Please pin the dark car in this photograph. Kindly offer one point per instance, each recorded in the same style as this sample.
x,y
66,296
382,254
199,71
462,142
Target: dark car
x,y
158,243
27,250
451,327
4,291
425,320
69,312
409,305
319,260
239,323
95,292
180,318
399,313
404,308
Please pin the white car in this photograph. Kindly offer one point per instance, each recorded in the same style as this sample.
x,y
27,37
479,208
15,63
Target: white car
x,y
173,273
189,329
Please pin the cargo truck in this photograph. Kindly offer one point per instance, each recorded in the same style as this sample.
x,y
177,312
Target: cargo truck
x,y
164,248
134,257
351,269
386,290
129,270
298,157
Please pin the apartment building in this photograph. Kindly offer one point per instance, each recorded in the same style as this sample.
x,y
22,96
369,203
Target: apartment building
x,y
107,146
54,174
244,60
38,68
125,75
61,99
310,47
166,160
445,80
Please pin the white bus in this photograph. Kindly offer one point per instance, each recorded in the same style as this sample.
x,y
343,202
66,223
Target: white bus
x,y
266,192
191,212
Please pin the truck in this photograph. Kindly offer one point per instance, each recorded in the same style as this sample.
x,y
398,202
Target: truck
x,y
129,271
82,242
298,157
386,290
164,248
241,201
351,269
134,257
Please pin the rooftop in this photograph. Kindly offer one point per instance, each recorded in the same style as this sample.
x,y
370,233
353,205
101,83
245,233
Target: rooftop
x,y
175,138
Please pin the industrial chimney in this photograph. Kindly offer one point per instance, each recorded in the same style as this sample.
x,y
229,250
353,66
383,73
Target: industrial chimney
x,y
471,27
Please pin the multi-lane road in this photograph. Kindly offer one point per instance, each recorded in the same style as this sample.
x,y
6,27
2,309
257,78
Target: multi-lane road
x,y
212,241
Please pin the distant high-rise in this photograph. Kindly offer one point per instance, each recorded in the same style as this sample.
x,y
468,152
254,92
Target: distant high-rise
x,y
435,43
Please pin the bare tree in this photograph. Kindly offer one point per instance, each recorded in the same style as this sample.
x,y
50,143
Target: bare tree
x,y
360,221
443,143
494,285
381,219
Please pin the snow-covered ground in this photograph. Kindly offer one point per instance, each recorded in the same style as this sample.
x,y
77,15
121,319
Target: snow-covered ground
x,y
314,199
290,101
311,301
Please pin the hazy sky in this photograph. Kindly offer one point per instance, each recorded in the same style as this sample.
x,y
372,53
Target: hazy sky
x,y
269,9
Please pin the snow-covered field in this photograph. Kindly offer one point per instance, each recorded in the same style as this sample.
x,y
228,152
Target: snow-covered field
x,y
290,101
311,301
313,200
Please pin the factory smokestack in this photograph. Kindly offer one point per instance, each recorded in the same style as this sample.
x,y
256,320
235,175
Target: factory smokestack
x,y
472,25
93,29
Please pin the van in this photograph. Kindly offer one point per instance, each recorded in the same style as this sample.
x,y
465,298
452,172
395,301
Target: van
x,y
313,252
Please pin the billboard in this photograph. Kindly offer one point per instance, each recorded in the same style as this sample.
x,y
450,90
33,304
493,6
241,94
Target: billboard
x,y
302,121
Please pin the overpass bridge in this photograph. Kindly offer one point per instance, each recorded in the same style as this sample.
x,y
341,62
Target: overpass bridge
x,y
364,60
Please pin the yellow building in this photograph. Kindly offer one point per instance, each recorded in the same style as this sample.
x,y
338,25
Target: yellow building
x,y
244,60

**TASK INSTRUCTIONS**
Write out again the records from the line with "Please pin the yellow" up to and including the last line, requests included. Scale every coordinate in the answers by 2.35, rounding to whole numbers with halves up, and leave the requests and their sample points unchanged.

**FULL RESPONSE**
Please pin the yellow building in this photograph. Kindly offer one point per instance, each recorded in the same style as this sample.
x,y
338,25
Target: yellow building
x,y
573,141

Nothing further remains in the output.